>> BEGIN The records

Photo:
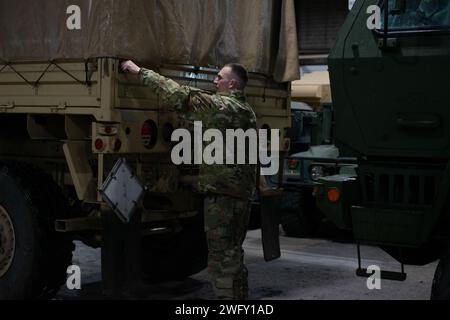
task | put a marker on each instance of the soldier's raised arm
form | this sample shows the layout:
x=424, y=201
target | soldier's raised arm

>> END The records

# What the task requires
Write out every row above word for word, leaving out the pictures.

# Exercise result
Photo:
task | put a marker on each instance of the soldier's raised arm
form | this sample shows the layout:
x=424, y=201
target | soldier's raised arm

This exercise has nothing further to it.